Texto da página
Portanto, entradas no nono ano de governos socialistas, seis deles de toda a esquerda, como se espera que vote uma mulher? Pela mudança, porque temos de mudar de vida.

Começar por olhar para os salários acima e ver algumas propostas económicas da AD: baixa do IRS até ao 8º escalão, com enfoque na classe média; baixa do IRS jovem; baixa do IRC; 15º mês isento de contribuições e IRS; o suplemento remunerativo solidário que compense os apoios sociais que o trabalhador deixa de receber se aceitar um emprego para que não diminua o rendimento disponível; pensões atualizadas de acordo com a lei; complemento solidário para idosos com valor de referência nos € 820 até 2028; contas poupança isentas de impostos; mais flexibilidade aos trabalhadores para reduzirem ou subirem horas de trabalho por semana (com ajuste de salário); reforma a tempo parcial, creches gratuitas.

Maior independência económica e flexibilidade na vida é importante e empodera-nos. Todas as gerações de mulheres antes de nós nos ensinaram isso. Certo que só o poder é poder e o melhor é usarmos já o que temos de sermos metade do eleitorado português.

Mas a mudança traz o retrocesso social! e a proibição do aborto!, grita a esquerda. É evidente que Paulo Núncio tem zero influência num governo da AD para mudar este direito que a AD não questiona. Se o quisermos inscrever na Constituição como os franceses nós mulheres trabalharemos para que essa inscrição seja um símbolo de que só nós somos donas de nós próprias.

Retrocesso social é não passarmos da cepa torta.

Vota como uma mulher, como um ser inteligente e livre. E, se te fizer sentido aquilo que disse, vota AD.

Lista de tarefas
a. Segundo o texto da página, que valor de referência propõe a AD para o complemento solidário para idosos até 2028?
b. Reproduza fielmente o trecho do texto da página que vai de "Maior independência económica" até "do eleitorado português.", inclusive.

Registos contidos num conjunto de dados
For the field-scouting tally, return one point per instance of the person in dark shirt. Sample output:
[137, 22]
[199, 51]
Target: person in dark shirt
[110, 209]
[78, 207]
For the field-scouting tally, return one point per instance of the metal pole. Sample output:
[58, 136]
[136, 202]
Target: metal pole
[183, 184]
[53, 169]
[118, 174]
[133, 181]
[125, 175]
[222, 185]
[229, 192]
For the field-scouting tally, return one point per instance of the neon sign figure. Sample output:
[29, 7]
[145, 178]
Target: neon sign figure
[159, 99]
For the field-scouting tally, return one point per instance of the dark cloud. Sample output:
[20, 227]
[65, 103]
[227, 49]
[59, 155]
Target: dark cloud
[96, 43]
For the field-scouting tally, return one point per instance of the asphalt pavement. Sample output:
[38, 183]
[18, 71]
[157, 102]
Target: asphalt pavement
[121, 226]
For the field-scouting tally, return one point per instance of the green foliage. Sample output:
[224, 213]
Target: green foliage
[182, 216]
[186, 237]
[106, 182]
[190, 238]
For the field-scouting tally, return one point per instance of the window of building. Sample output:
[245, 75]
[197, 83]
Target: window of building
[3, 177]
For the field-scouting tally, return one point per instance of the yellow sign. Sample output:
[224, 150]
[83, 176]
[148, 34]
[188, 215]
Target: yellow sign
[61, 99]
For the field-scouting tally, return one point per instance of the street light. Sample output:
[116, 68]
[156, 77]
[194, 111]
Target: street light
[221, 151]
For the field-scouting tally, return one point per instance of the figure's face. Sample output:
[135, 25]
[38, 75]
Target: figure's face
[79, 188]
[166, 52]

Respostas por item
a. € 820.

b.
Maior independência económica e flexibilidade na vida é importante e empodera-nos. Todas as gerações de mulheres antes de nós nos ensinaram isso. Certo que só o poder é poder e o melhor é usarmos já o que temos de sermos metade do eleitorado português.